Now, that last handshake at the train station, and Tomosu’s parting words, were all that he had left. And when he came upon Tomosu’s grave in Epinal, somehow, his heart told him that this is where Tomosu himself would have chosen to be.
So there he lies . . . one grave, among the thousands of beautiful marble crosses row on row in Epinal cemetery . . serving as a kind of bridge between people halfway ‘round the world from each other.
Tomosu was the youngest in a large family of 10. His eldest sister, Mrs. Shizue Masutani, is here with us today. So is his brother, Ronald. And another sister, Mrs. Helen Morita, and her daughters, Mrs. Dale Evans and Mrs. Mamie Bradley and her husband. Tom, himself, passed away a few years ago. I would like to thank the family for permitting me to tell their story.

### Provided material

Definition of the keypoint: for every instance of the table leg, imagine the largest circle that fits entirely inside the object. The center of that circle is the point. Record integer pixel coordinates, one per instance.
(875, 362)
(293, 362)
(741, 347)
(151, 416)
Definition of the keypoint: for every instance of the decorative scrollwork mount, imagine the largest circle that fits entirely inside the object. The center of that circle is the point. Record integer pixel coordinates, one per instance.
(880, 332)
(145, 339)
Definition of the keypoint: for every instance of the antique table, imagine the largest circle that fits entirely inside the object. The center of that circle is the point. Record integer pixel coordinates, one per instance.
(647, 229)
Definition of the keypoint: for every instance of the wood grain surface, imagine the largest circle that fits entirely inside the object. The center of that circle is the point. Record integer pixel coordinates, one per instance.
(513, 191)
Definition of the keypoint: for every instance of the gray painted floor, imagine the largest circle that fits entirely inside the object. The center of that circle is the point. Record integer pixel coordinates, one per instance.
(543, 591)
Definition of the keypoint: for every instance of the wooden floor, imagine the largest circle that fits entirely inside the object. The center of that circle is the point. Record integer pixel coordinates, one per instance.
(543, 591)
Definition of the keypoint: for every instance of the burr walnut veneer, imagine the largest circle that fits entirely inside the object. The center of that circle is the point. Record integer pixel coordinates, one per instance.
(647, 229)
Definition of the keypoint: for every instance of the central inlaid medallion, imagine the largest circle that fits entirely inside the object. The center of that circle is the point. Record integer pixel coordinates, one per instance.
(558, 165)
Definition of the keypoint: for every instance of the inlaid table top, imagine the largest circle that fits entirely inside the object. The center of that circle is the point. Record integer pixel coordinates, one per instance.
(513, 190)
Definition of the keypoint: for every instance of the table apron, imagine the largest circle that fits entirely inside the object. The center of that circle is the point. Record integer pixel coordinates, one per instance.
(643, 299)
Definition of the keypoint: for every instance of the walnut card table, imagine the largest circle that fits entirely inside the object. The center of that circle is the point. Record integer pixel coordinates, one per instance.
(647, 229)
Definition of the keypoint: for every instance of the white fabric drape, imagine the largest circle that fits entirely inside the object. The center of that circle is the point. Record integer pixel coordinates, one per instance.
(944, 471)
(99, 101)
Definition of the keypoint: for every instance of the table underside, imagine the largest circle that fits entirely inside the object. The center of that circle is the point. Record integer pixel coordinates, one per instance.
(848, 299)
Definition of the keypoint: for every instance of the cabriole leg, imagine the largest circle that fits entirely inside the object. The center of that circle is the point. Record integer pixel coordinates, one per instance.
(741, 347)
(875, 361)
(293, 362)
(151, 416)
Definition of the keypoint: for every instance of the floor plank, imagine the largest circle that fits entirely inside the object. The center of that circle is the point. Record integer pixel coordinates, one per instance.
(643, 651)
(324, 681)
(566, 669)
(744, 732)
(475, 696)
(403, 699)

### Problems
1 > Answer these questions from the Tomosu excerpt:
(a) In which cemetery does Tomosu's grave lie?
(b) How many children were in Tomosu's family?
(c) What is the name of Tomosu's eldest sister?
2 > Does each statement agree with the Tomosu excerpt? Answer yes or no, and quote the words that decide it.
(a) Tomosu was the eldest child in his family.
(b) Tomosu's brother Ronald is present.
(c) The crosses in Epinal cemetery are made of marble.
3 > Carry on the Tomosu excerpt past its final sentence.
The listing isn't needed here.

### Answers for the exercise
1 >
(a) Epinal cemetery
(b) 10
(c) Mrs. Shizue Masutani

2 >
(a) No: "Tomosu was the youngest in a large family of 10."
(b) Yes: "So is his brother, Ronald."
(c) Yes: "the thousands of beautiful marble crosses row on row in Epinal cemetery"

3 >
I bring you this account of Tomosu, just one of hundreds of such personal narratives needed to be told, because I feel that in time, the greater glory of the 100th may come to be – not the circumstances under which it was formed, or the heroisms and sacrifices of its members, or even the test of Americanism – but the fact that they were out to do a job the best way they knew how . . . and in the doing, reaffirmed a truth about independence, about themselves, about all of us: that under the skin, we are brothers all.
That is the significance of this 40th Anniversary.
Till we meet again, then – hopefully, at the Golden Anniversary – God bless you all.